• [LIST OF TASKS]:
[1] According to the article on SuperFi-Cas9 below, how much less likely is SuperFi-Cas9 to make edits that scientists do not want to target?
[2] From the article on SuperFi-Cas9 below, extract the stretch from "In the ten years" through "want to target.".

What SuperFi-Cas9 Means for Safer CRISPR Gene Editing


The idea of “safety first” is a universal operating procedure in the world of science, especially when it comes to human health and well-being. Medical professionals, as well as their patients and families, are finding reasons to be optimistic about new technologies and capabilities in healthcare, with CRISPR gene editing being a noteworthy example.

But the ability to edit genes and make alterations in people’s DNA is not entirely fool-proof and cannot be considered 100% safe at this point. There are always complicating factor. Sometimes, technicians using CRISPR to fix a mutated gene sequence will inadvertently use the same tool to make a new mutation at some other point in the genome, as pointed out by a report from University of Texas at Austin.

Overview of CRISPR Gene Editing

The term CRISPR comes from Clustered Regularly Interspaced Short Palindromic Repeats. Scientists Sam Sternberg and Jennifer Doudna reported on their CRISPR experiments in 2012 in the journal Science. They received a patent for CRISPR, an approach that lets you make changes to living cells.

With the assistance of enzymes, a technician edits out a genetic sequence that has a mutation and then pastes in the desired sequence. Ideally, the scientists involved will only change the DNA that they want to correct. But it’s not a perfect method yet, and mistakes sometimes occur, with CRISPR making unwanted changes in a different part of the patient’s DNA.

Scientists Use a New Tool Named Cas9 for CRISPR Gene Editing

Scientists focusing on CRISPR gene editing have a new way to adjust genetic sequences that should result in fewer editing mistakes. Previously, you would use a common tool for gene editing known as Cas9. With the Cas9 protein, you can hunt for a 20-letter DNA sequence of interest. 

Unfortunately, sometimes the CRISPR technology will do an edit when it only matches 18 and not the full 20 letters in a sequence. As University of Texas at Austin puts it, scientists “were surprised to discover that when Cas9 encounters this type of mismatch in positions 18 through 20, instead of giving up and moving on, it has a finger-like structure that swoops in and holds on to the DNA, making it act as if it were the correct sequence.”

Medical professionals want more precision when they embark on a gene-editing project. Enter a new approach using SuperFi-Cas9. 

It makes the required cuts as quickly as the precursor tool, Cas9, but researchers are intrigued by SuperFi-Cas9 if it can help them do their job while making fewer errors in editing the gene sequences.

Of course, they are still in the experimental phases of using SuperFi-Cas9. The new tool is still only used for work in test tubes and not in the actual living cells of a human being.

More Efficient Gene Editing With New Safety Controls Thanks to SuperFi-Cas9

In the ten years since the announcement of CRISPR, we are seeing more examples of how it can play a role in improving human health. Along the way, it’s possible that we’ll see even greater precision and efficiency in the way people can edit and improve mutations and defects in human genes. The prospect is people will succumb to fewer diseases and will enjoy life more since they are unencumbered by genetic flaws.

Since the first development of CRISPR technology to edit genes, genetics researchers and other interested parties are using this powerful tool in laboratories across the globe. The addition of employing SuperFi-Cas9 means technicians will have a tool that’s 4,000 times less likely to make edits that the scientists do not want to target.

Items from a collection

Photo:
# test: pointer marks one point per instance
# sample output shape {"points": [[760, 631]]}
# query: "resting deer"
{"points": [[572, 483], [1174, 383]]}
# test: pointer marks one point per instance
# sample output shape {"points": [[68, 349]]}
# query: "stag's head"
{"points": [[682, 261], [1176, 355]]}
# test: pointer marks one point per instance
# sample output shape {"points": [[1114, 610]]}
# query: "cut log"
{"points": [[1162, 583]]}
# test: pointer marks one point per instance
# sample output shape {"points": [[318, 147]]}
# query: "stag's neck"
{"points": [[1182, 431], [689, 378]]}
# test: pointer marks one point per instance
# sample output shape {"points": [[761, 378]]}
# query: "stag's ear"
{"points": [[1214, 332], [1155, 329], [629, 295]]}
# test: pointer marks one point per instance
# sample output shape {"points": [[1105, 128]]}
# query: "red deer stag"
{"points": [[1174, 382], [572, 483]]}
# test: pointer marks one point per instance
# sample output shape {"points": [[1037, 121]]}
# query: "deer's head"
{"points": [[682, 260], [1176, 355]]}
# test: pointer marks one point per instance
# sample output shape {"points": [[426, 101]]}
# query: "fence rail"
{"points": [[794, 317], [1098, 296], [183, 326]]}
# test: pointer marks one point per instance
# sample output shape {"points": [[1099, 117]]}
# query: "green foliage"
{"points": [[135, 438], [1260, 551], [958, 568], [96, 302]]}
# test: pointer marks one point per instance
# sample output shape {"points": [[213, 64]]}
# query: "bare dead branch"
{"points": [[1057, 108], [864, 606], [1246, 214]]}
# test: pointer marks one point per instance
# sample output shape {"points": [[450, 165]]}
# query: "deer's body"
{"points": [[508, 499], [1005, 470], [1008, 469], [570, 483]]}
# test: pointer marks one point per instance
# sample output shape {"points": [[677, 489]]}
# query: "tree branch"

• [RESULTS FOR THE EXERCISE]:
[1] It is 4,000 times less likely to make such edits.

[2]
In the ten years since the announcement of CRISPR, we are seeing more examples of how it can play a role in improving human health. Along the way, it’s possible that we’ll see even greater precision and efficiency in the way people can edit and improve mutations and defects in human genes. The prospect is people will succumb to fewer diseases and will enjoy life more since they are unencumbered by genetic flaws.

Since the first development of CRISPR technology to edit genes, genetics researchers and other interested parties are using this powerful tool in laboratories across the globe. The addition of employing SuperFi-Cas9 means technicians will have a tool that’s 4,000 times less likely to make edits that the scientists do not want to target.